_The problem_
Skip the pictures. Copy all the rest of the records down exactly.

_Given records_
########################################
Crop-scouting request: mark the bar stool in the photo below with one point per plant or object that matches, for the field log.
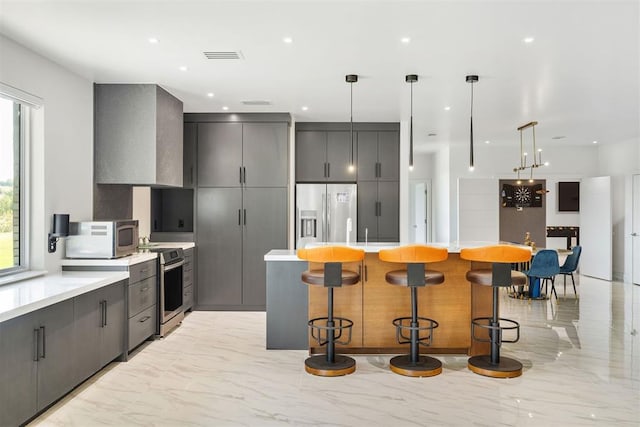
(328, 330)
(500, 275)
(414, 276)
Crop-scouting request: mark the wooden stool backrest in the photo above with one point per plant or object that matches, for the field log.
(496, 253)
(324, 254)
(414, 254)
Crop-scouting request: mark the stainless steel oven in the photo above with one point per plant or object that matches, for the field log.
(170, 273)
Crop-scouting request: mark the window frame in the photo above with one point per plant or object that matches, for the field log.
(24, 117)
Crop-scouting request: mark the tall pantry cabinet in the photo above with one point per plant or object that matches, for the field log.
(241, 205)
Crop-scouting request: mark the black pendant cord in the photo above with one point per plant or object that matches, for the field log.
(411, 130)
(351, 123)
(471, 131)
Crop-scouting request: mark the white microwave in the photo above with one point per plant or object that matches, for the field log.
(102, 239)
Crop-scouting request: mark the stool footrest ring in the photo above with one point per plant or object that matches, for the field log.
(404, 324)
(485, 323)
(321, 330)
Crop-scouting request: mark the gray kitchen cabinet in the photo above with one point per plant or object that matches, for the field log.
(219, 240)
(378, 156)
(37, 361)
(235, 229)
(187, 279)
(265, 228)
(99, 317)
(138, 135)
(241, 206)
(189, 171)
(323, 156)
(378, 211)
(242, 154)
(219, 154)
(142, 294)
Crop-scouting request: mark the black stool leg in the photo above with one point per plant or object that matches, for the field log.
(331, 338)
(414, 325)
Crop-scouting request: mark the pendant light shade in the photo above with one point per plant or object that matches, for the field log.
(351, 79)
(411, 78)
(471, 79)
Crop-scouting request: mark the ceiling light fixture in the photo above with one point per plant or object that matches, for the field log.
(523, 155)
(471, 79)
(411, 78)
(351, 79)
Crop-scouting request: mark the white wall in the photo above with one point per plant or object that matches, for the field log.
(62, 154)
(620, 161)
(497, 162)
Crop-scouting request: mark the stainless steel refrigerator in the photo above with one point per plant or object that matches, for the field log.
########################################
_Output of the task_
Crop-scouting request: mark the bar stool in the photo below with one point per plant or object that matches, for the field log.
(328, 330)
(500, 275)
(414, 276)
Crop-scouting request: mark the wooden stool backrest in the photo above with one point per plant or object that matches, for the field log.
(496, 253)
(324, 254)
(414, 254)
Crop-scouting request: mark the stainless steel oven in the photo above with one point per plant or object that matches, for the field log.
(170, 273)
Crop-scouting request: mark the window frame in the photo above with one point per plant or object that matches, for the field log.
(24, 117)
Crop-scouting request: mark the tall pantry cabinet in the photo above with one point per plant or object that matches, for the field log.
(241, 205)
Crop-scouting request: mark the black pendant cord in the photo above with one point per plant or object that matches, for the field log.
(411, 130)
(351, 123)
(471, 131)
Crop-scouting request: mark the white microwave in the photo above with one point per plant or object that matches, for the field log.
(102, 239)
Crop-scouting request: mark the stool footrest ring in the photo above with one point per plant or object that matches, for the field log.
(404, 324)
(485, 323)
(321, 330)
Crop-scouting request: mark the gray kitchen cabinet in the photo above with one point per plant or object that matches, for the field log.
(219, 240)
(378, 156)
(37, 361)
(235, 229)
(187, 279)
(265, 228)
(99, 317)
(138, 135)
(241, 206)
(189, 171)
(323, 156)
(378, 211)
(242, 154)
(219, 154)
(142, 294)
Crop-scouting request: mark the black stool leg in the photo above with one point per plant or object that matches, for the field log.
(331, 338)
(414, 325)
Crop-scouting request: mark the pendant light shade in the photo above with one point per plant or object that matches, for the field log.
(351, 79)
(411, 78)
(471, 79)
Crop-scouting request: mark the ceiling light fixture in the photo above with one point per plant or object that matches, for the field log.
(523, 155)
(471, 79)
(411, 78)
(351, 79)
Crop-scouting request: mark the white wall in the photo above with one point per plant or object that matches, for the field log.
(62, 154)
(620, 161)
(497, 162)
Crop-scouting request: mark the stainless steel refrigerator in the photo above with one point per plant or object that matches, for the field log.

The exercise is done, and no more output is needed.